=== Written exercise A ===
From the article on the Gunn family's lawsuit, retype the passage between "While the Gunn" and "city and police.", inclusive.

● ● ●

The Associated Press reports the dispatcher had told the officers before the accident the armed suspect at the scene they were racing to already had been disarmed.

COPA told Atlanta Black Star in a statement, “COPA closed the investigation into this incident on July 2, 2021, and it is our understanding that the superintendent weighed in on COPA’s recommendations. Currently, this case is with the Department of Law.”

“COPA will post its Summary Report of Investigation, which will include COPA’s analysis of the evidence and investigative findings and recommendations, on its website upon the conclusion of the Superintendent’s review or, if applicable, following service of disciplinary charges by the Department of Law on any involved officer,” the agency added.

Chicago’s Department of Law told Atlanta Black Star that the lawsuit filed against the City is still in litigation and thus it cannot comment on the case.

“It’s just a tragedy the City of Chicago should learn from, it’s not like it was a young man with a gun, it was an innocent 84-year-old woman coming home from a graduation party and the cops being overzealous and you watch the crash, it’s horrifying,” Stroth said of the ordeal.

While the Gunn family expects monetary damages down the road, they did not reveal a specific dollar amount they are seeking in damages.

However, they say they want to see immediate policy change, more specifically, a motor vehicle safety program implemented so no one else loses their life to Chicago police responding to emergencies because of reckless driving or high-speed vehicle pursuits.

“In our case, it’s really a matter of people following the general orders, if that would have happened, this would not be a case right now,” Dwight Gunn said of the intended outcome of the family’s lawsuit against the city and police.

Atlanta Black Star contacted Chicago police to learn when the department expects to complete its review of COPA’s investigation and if any disciplinary action will take place against the officers involved in the deadly crash, so far, the department has not answered those questions.

As the Gunn family waits to see when accountability will be handed down, they continue to cherish the memories of Verona.

“My mom was genuinely a very steadfast Christian woman,” Gunn said. “[People] knew they had a place with my mom to be loved on, to be cared for, and that was just her heart and nature,” he continued.

No word on when Chicago police will make the findings of its review public at this time.

● ● ●

=== Written exercise B ===
Echo the lines of the records below, starting at the line holding "Practice step: put one dot on the shop" and running through the final line of the records, with both ends included.

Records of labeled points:
● ● ●

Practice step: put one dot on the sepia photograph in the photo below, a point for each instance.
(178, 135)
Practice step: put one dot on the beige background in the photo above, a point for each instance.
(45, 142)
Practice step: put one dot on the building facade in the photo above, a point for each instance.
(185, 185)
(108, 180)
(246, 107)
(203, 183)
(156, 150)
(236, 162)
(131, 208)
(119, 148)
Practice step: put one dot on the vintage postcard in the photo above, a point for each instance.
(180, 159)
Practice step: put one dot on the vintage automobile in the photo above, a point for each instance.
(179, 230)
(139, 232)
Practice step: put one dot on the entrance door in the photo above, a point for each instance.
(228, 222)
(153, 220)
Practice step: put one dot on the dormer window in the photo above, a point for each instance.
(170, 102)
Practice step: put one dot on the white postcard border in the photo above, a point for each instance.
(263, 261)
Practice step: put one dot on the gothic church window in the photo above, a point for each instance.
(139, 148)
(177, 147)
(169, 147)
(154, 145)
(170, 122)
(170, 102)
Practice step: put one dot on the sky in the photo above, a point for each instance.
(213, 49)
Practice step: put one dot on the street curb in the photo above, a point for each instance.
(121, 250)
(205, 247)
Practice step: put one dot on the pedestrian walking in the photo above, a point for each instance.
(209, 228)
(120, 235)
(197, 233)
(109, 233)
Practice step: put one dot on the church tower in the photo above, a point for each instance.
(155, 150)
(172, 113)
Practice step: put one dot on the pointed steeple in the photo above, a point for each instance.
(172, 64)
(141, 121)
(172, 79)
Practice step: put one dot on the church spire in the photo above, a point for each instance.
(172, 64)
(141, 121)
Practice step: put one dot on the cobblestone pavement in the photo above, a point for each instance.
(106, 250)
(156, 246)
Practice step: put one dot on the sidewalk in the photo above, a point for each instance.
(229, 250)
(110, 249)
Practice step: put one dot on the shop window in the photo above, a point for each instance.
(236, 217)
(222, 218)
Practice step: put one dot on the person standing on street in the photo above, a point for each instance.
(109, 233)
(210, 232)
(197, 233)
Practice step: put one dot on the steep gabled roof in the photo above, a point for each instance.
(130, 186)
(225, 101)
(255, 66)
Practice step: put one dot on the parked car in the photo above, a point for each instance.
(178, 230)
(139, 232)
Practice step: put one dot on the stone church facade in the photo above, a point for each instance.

● ● ●

=== Correct result A ===
While the Gunn family expects monetary damages down the road, they did not reveal a specific dollar amount they are seeking in damages.

However, they say they want to see immediate policy change, more specifically, a motor vehicle safety program implemented so no one else loses their life to Chicago police responding to emergencies because of reckless driving or high-speed vehicle pursuits.

“In our case, it’s really a matter of people following the general orders, if that would have happened, this would not be a case right now,” Dwight Gunn said of the intended outcome of the family’s lawsuit against the city and police.

=== Correct result B ===
Practice step: put one dot on the shop window in the photo above, a point for each instance.
(236, 217)
(222, 218)
Practice step: put one dot on the person standing on street in the photo above, a point for each instance.
(109, 233)
(210, 232)
(197, 233)
Practice step: put one dot on the steep gabled roof in the photo above, a point for each instance.
(130, 186)
(225, 101)
(255, 66)
Practice step: put one dot on the parked car in the photo above, a point for each instance.
(178, 230)
(139, 232)
Practice step: put one dot on the stone church facade in the photo above, a point for each instance.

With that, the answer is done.